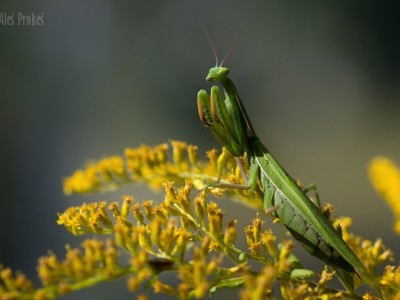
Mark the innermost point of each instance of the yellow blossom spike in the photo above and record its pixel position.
(385, 177)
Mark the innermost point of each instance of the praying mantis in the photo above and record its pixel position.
(227, 119)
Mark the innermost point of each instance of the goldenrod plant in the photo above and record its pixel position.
(187, 234)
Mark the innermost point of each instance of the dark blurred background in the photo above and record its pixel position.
(320, 80)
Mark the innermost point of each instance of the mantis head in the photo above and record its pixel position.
(217, 73)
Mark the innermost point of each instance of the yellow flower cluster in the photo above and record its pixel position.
(372, 254)
(385, 177)
(144, 164)
(390, 282)
(175, 162)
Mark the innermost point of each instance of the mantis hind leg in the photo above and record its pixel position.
(311, 188)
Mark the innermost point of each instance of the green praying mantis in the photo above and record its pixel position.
(227, 119)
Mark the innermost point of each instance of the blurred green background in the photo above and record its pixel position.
(320, 80)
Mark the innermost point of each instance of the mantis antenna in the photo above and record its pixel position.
(235, 41)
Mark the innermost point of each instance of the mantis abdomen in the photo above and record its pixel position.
(300, 228)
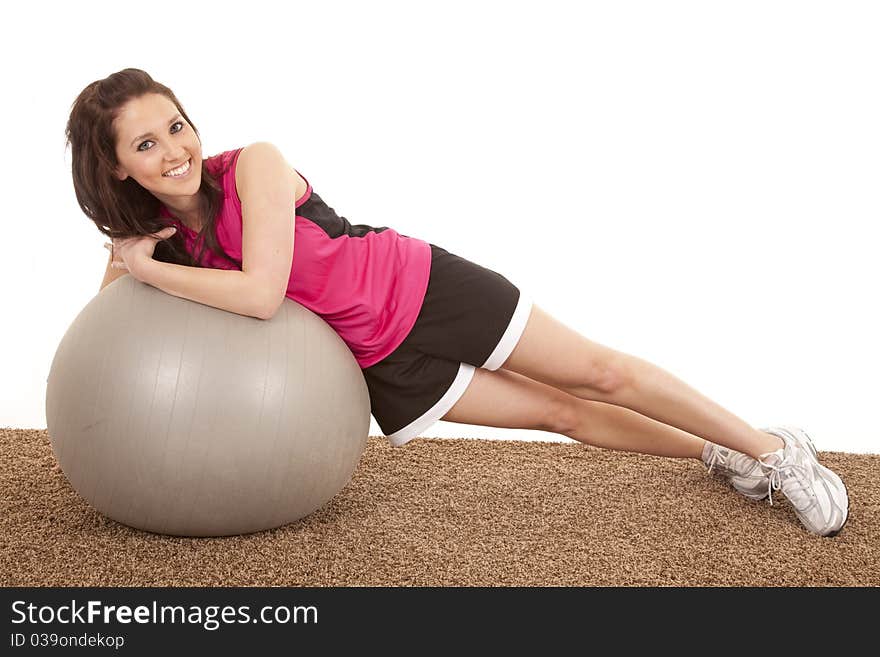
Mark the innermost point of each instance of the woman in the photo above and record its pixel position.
(437, 337)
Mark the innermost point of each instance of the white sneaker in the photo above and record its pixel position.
(818, 495)
(744, 473)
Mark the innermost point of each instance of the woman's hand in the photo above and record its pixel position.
(131, 252)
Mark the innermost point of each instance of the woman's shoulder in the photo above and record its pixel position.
(300, 182)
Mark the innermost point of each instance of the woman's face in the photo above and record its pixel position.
(152, 139)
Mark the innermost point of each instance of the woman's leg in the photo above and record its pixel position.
(558, 356)
(509, 400)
==============================
### Your goal
Set each line down exactly, beginning at the one containing "Mark the innermost point of each instance of the woman's leg" and ending at the last line of the material above.

### Exercise result
Mark the innermost point of each instance of the woman's leg in the photo above and record its pixel position.
(558, 356)
(509, 400)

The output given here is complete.